Exercise brief: Give all of the lines again exactly as they read.

─── Extracted records

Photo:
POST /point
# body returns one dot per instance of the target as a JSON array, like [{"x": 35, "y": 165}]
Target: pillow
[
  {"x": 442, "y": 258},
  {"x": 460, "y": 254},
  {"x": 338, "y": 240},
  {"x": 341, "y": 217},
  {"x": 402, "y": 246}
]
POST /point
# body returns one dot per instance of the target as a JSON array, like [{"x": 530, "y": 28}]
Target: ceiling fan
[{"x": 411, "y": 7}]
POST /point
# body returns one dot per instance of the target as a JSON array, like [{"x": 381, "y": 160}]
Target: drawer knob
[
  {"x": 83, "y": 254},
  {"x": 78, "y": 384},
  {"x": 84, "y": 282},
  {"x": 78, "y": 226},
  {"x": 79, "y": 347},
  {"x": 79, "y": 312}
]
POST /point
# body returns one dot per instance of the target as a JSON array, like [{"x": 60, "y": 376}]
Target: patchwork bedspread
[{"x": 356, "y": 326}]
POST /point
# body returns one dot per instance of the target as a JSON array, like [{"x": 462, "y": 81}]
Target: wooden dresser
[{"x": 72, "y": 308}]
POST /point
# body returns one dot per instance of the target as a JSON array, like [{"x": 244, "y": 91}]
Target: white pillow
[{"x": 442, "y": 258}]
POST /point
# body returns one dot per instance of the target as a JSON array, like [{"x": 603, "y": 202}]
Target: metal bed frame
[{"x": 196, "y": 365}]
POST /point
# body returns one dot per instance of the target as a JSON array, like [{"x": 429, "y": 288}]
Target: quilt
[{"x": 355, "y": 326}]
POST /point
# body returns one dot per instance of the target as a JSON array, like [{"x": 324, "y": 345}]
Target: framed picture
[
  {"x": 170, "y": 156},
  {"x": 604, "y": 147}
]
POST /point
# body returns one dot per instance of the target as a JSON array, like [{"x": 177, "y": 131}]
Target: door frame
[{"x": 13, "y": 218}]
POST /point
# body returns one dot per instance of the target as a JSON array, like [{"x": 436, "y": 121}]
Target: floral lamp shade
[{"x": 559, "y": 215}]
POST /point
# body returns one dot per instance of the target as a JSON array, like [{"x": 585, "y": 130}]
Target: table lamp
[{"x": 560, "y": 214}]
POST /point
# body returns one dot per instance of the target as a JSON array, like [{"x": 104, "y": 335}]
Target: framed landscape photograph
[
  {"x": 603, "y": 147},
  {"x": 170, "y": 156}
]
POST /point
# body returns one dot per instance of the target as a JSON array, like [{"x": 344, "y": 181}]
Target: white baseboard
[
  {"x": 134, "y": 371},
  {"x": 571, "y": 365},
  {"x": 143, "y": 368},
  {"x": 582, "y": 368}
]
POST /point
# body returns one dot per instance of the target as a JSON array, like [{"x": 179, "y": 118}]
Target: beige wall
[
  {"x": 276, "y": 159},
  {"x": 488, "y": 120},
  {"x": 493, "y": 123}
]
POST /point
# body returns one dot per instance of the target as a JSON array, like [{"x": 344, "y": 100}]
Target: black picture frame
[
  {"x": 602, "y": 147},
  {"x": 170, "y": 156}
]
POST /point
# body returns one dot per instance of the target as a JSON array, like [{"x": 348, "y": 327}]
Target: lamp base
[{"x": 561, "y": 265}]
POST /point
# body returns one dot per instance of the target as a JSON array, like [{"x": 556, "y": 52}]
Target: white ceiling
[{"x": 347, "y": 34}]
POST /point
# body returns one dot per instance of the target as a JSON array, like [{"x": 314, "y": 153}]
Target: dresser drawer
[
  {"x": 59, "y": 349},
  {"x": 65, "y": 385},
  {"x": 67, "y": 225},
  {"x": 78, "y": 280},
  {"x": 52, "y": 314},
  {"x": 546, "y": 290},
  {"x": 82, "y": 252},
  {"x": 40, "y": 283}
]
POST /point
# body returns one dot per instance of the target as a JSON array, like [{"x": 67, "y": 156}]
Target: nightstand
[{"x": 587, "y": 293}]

──────

Task output:
Photo:
POST /point
# body returns one dot per instance of the target as a JSON array, like [{"x": 35, "y": 165}]
Target: pillow
[
  {"x": 442, "y": 258},
  {"x": 460, "y": 254},
  {"x": 338, "y": 240},
  {"x": 341, "y": 217},
  {"x": 402, "y": 246}
]
POST /point
# body returns one dot per instance of the target as a JSON array, like [{"x": 530, "y": 28}]
Target: ceiling fan
[{"x": 411, "y": 7}]
POST /point
# body returns one dot per instance of the target as a JSON array, like [{"x": 381, "y": 160}]
Target: drawer knob
[
  {"x": 83, "y": 254},
  {"x": 78, "y": 384},
  {"x": 84, "y": 282},
  {"x": 78, "y": 226},
  {"x": 79, "y": 347},
  {"x": 79, "y": 312}
]
POST /point
# body returns one dot per instance of the target as a JSON array, like [{"x": 60, "y": 376}]
Target: patchwork bedspread
[{"x": 356, "y": 326}]
POST /point
# body returns one dot per instance of the target as a JSON array, like [{"x": 462, "y": 81}]
Target: wooden dresser
[{"x": 72, "y": 308}]
POST /point
# body returns one dot per instance of the target as a JSON array, like [{"x": 244, "y": 91}]
Target: white pillow
[{"x": 442, "y": 258}]
POST /point
# body returns one dot per instance of the target as a JSON array, like [{"x": 603, "y": 202}]
Target: metal bed frame
[{"x": 196, "y": 365}]
POST /point
# body returns one dot per instance of the target as a JSON array, like [{"x": 429, "y": 288}]
Target: quilt
[{"x": 355, "y": 326}]
POST /point
# body returns one dot per instance of the target as a JSON array, like [{"x": 324, "y": 345}]
Target: framed picture
[
  {"x": 170, "y": 156},
  {"x": 604, "y": 147}
]
POST /point
# body returns one dot per instance of the target as a JSON array, like [{"x": 177, "y": 131}]
Target: door frame
[{"x": 13, "y": 218}]
POST /point
# body returns one dot per instance of the target as a JSON array, like [{"x": 436, "y": 121}]
Target: floral lamp shade
[{"x": 559, "y": 215}]
POST /point
# body returns one dot per instance of the target as a JSON array, like [{"x": 585, "y": 130}]
Target: table lamp
[{"x": 560, "y": 214}]
POST /point
# body returns one dot per instance of the target as a JSON array, like [{"x": 104, "y": 335}]
Target: framed landscape photograph
[
  {"x": 603, "y": 147},
  {"x": 170, "y": 156}
]
POST /point
# body returns one dot per instance of the target as a JSON array, like [{"x": 344, "y": 181}]
Target: white baseboard
[
  {"x": 134, "y": 371},
  {"x": 571, "y": 365},
  {"x": 143, "y": 368},
  {"x": 582, "y": 368}
]
POST /point
# body returns one dot per instance of the target as a JSON array, like [{"x": 179, "y": 118}]
Target: beige wall
[
  {"x": 276, "y": 159},
  {"x": 488, "y": 120},
  {"x": 493, "y": 123}
]
POST /point
# body returns one dot per instance of the target as a JSON array, like [{"x": 344, "y": 100}]
Target: black picture frame
[
  {"x": 602, "y": 147},
  {"x": 170, "y": 156}
]
POST /point
# body returns one dot per instance of the target as a JSON array, like [{"x": 348, "y": 327}]
Target: lamp base
[{"x": 561, "y": 265}]
POST /point
# body returns one dot per instance of the target as a JSON array, like [{"x": 556, "y": 52}]
Target: white ceiling
[{"x": 347, "y": 34}]
POST /point
# body returns one dot per instance of the target as a JSON array, like [{"x": 314, "y": 153}]
Target: dresser drawer
[
  {"x": 59, "y": 349},
  {"x": 65, "y": 385},
  {"x": 67, "y": 225},
  {"x": 78, "y": 280},
  {"x": 52, "y": 314},
  {"x": 546, "y": 290},
  {"x": 82, "y": 252},
  {"x": 40, "y": 283}
]
POST /point
# body returns one dot per instance of the target as a JSON array, like [{"x": 67, "y": 156}]
Target: nightstand
[{"x": 587, "y": 293}]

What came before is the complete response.